Starting at the line that contains "Query: large poster", print every remaining line of the entries, unchanged, and output nothing more.

======== ENTRIES PROVIDED

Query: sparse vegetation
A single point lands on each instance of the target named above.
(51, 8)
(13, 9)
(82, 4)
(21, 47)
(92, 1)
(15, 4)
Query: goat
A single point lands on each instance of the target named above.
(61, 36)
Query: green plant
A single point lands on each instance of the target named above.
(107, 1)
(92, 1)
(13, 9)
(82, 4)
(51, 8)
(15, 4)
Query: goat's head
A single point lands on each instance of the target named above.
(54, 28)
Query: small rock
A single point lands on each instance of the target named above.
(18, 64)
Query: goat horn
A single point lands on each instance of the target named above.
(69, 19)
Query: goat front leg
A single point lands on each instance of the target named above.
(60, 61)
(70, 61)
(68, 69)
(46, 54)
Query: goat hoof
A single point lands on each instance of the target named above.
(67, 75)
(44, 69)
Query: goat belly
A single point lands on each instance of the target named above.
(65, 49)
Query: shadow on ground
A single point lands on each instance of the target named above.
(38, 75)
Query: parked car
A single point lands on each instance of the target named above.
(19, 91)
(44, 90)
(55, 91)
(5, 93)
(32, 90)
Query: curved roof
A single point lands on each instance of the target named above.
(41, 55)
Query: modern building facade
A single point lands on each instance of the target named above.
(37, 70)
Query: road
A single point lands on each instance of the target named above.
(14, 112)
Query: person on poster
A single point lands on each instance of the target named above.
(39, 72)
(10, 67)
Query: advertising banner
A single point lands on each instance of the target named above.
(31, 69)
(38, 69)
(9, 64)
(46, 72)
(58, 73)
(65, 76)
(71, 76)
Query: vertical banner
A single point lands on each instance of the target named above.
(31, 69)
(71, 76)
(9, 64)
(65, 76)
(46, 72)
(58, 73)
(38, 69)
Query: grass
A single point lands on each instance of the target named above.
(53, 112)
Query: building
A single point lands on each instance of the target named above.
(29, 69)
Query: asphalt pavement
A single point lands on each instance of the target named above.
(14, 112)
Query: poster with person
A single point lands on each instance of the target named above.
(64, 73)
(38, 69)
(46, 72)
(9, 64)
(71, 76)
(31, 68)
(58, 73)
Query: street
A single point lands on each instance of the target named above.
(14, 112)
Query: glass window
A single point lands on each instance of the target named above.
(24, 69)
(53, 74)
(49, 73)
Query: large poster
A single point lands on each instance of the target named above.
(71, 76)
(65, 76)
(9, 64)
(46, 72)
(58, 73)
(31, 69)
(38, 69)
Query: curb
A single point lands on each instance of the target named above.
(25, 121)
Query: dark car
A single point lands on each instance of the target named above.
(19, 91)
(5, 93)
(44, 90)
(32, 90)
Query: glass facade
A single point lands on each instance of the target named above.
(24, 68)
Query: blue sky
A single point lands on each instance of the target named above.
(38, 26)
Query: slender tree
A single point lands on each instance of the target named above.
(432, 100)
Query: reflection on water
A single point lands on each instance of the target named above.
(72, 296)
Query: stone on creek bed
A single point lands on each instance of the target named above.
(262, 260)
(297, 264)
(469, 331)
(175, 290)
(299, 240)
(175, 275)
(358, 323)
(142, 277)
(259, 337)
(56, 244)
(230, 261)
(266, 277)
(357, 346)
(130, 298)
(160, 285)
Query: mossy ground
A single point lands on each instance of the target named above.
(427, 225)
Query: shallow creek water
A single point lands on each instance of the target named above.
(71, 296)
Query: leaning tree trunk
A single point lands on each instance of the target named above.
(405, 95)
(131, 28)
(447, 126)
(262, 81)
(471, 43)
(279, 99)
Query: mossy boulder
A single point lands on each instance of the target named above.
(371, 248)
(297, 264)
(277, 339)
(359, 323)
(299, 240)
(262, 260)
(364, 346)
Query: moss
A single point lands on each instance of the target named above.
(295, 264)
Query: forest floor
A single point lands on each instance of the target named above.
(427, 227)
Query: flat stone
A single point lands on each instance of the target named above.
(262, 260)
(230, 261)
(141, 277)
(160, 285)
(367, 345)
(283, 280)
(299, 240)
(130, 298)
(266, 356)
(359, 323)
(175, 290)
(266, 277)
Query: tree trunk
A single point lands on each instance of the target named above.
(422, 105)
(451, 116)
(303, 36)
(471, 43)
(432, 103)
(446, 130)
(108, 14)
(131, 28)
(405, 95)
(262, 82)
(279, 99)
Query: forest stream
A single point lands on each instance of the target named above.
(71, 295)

================

◆ **THE REPLY**
Query: large poster
A single point lands on each instance of the target named above.
(71, 76)
(65, 76)
(9, 64)
(46, 72)
(58, 73)
(31, 69)
(38, 69)
Query: curb
A single point lands on each instance of the target named above.
(25, 121)
Query: dark car
A single point lands on each instance of the target named above.
(19, 91)
(5, 93)
(44, 90)
(32, 90)
Query: glass facade
A single point lands on each instance of the target named above.
(24, 68)
Query: blue sky
A single point lands on each instance of the target named above.
(38, 26)
Query: slender tree
A single point lands on each instance of the target named above.
(432, 100)
Query: reflection on water
A single point lands on each instance of the target named above.
(72, 296)
Query: stone on creek bed
A single point lands on each instance of the target named above.
(262, 260)
(297, 264)
(469, 331)
(175, 290)
(299, 240)
(175, 275)
(358, 323)
(142, 277)
(259, 337)
(56, 244)
(230, 261)
(266, 277)
(357, 346)
(130, 298)
(160, 285)
Query: mossy ground
A single point lands on each instance of the target named above.
(427, 225)
Query: shallow creek water
A single point lands on each instance of the target named above.
(71, 296)
Query: leaning tree trunk
A single point lands on each instance of the target named above.
(405, 95)
(131, 28)
(447, 126)
(262, 81)
(471, 43)
(279, 99)
Query: mossy boulder
A single point lands on each instance of the target named above.
(371, 248)
(297, 264)
(277, 339)
(359, 323)
(299, 240)
(262, 260)
(364, 346)
Query: moss
A single point lands on each instance of the target named above.
(295, 264)
Query: forest floor
A single point lands on each instance of the target named above.
(427, 227)
Query: flat stone
A single point lands on each instance of the target named above.
(262, 260)
(230, 261)
(141, 277)
(160, 285)
(367, 345)
(283, 280)
(299, 240)
(130, 298)
(266, 356)
(359, 323)
(175, 290)
(266, 277)
Query: tree trunk
A single point lands on each instance of the target named above.
(422, 105)
(451, 116)
(303, 36)
(471, 43)
(432, 103)
(446, 130)
(108, 14)
(131, 28)
(405, 95)
(262, 82)
(279, 99)
Query: forest stream
A single point lands on each instance of the target named above.
(71, 295)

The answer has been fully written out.